[Required work] The lines to extract begin at the one containing "Target: man in dark suit" and run to the end of the listing; set them down exactly and alone.
◇ ◇ ◇ ◇ ◇ ◇ ◇
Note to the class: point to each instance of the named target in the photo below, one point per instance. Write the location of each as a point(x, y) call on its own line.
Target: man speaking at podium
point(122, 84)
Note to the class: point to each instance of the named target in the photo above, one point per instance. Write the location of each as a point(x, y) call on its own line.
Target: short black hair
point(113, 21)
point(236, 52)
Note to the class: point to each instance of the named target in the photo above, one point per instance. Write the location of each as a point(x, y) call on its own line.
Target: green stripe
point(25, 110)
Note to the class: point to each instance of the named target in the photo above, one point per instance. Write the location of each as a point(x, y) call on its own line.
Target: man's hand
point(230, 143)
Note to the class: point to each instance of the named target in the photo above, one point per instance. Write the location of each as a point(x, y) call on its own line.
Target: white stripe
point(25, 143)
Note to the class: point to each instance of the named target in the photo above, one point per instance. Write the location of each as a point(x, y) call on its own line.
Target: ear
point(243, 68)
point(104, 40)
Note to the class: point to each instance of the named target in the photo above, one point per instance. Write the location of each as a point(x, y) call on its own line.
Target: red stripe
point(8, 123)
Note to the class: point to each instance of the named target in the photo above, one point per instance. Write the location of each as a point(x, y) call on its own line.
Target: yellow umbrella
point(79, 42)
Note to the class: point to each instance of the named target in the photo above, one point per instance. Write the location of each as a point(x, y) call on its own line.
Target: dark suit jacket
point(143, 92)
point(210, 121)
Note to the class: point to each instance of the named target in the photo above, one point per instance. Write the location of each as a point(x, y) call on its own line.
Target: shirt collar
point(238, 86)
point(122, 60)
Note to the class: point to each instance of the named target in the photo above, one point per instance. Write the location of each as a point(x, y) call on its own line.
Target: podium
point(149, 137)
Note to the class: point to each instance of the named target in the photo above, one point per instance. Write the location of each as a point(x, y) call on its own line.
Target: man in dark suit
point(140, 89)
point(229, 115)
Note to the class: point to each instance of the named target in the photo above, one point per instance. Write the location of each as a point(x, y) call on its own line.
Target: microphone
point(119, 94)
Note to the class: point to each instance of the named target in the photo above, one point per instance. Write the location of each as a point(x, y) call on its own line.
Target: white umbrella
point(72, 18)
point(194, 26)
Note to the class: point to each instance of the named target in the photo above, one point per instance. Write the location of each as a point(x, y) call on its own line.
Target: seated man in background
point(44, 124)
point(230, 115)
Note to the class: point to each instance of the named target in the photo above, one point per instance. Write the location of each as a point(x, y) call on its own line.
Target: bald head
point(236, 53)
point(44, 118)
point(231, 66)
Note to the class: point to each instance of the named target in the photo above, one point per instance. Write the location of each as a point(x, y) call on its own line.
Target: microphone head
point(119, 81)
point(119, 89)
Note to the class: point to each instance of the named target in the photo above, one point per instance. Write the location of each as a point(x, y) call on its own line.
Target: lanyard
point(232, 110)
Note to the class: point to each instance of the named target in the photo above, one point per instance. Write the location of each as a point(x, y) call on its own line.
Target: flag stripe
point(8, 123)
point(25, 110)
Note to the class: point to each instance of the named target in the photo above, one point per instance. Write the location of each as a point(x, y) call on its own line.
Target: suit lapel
◇ ◇ ◇ ◇ ◇ ◇ ◇
[Answer box]
Target: man in dark suit
point(140, 89)
point(229, 115)
Note to the class: point to each instance of the named target in the photo above, one point per instance. Write the location of each as a point(x, y) call on its own line.
Target: microphone
point(119, 94)
Note to the class: point to each instance of the named target in the photo above, one point per instance. Write the location of each as a point(x, y) call on its own line.
Target: white umbrella
point(72, 18)
point(194, 26)
Note to the class: point to each instance of the named target in the photo above, one point per instance. Write the location of each as a point(x, y) call on its own line.
Target: seated man in background
point(44, 124)
point(230, 115)
Note to the class: point to each instance of the named target in the photo above, one point per instance. Write the location of each as a point(x, y) call on its own line.
Target: bald head
point(236, 53)
point(44, 118)
point(231, 66)
Note to the class: point to each instance of the named target in the photo above, one point per instance. Write the location of each as a point(x, y) call on its own line.
Target: microphone head
point(119, 81)
point(119, 89)
Note to the class: point to each instance of the named target in the photo above, one point per instance. Write the location of each as a point(x, y) call on its own line.
Target: lanyard
point(232, 110)
Note to the class: point to each instance of the named target in the photo above, one point per instance. Write the location of each as a point(x, y) call on its own line.
Target: flag stripe
point(8, 123)
point(25, 110)
Note to the class: point to each instance of the named target in the photo above, one point per instance. Write the location of each as a point(x, y) call on its own line.
Target: suit lapel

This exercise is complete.